§ **Dados armazenados**:
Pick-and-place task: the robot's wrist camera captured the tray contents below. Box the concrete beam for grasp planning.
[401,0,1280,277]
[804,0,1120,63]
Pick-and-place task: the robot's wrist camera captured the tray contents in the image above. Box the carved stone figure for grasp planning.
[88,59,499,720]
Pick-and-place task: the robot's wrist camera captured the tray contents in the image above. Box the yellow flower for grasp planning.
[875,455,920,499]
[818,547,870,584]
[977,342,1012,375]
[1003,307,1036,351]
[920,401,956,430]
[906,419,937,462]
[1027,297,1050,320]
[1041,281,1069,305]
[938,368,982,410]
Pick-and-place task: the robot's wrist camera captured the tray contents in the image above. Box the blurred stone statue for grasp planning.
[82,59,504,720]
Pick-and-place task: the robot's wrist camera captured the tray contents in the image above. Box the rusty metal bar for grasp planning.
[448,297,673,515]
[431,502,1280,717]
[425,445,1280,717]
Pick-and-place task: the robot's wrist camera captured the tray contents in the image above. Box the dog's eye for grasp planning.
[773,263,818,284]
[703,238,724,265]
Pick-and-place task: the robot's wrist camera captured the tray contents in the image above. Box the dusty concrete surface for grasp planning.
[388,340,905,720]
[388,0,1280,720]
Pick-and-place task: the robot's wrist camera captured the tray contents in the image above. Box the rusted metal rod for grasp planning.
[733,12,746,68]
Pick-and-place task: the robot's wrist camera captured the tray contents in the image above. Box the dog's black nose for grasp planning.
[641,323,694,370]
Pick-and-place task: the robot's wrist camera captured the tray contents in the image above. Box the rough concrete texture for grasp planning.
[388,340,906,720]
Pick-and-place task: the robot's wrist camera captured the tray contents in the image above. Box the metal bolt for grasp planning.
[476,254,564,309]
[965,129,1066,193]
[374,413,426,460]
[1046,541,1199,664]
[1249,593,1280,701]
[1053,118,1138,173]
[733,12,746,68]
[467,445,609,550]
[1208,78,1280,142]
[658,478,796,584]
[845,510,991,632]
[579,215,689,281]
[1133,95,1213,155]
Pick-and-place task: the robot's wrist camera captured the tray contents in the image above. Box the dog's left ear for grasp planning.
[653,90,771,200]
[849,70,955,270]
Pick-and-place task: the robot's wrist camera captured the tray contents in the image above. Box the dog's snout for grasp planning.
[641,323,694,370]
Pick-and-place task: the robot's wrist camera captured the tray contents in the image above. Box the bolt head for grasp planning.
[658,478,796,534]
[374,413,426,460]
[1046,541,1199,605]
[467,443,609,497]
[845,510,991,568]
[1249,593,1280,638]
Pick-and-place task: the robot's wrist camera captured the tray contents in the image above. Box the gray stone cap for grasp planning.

§ **O que fazer**: Localize nos dados acima todas as linhas em que aparece a palavra "stone" e copie cada uma delas.

§ **Resposta completa**:
Pick-and-place task: the robot's wrist camera captured the tray contents in the image above. Box the carved stone figure for grasp planning.
Pick-and-place task: the robot's wrist camera captured the tray contents in the image above. Box the blurred stone statue for grasp planning.
Pick-and-place task: the robot's wrist camera captured the tray contents in the image above. Box the gray stone cap for grasp planning.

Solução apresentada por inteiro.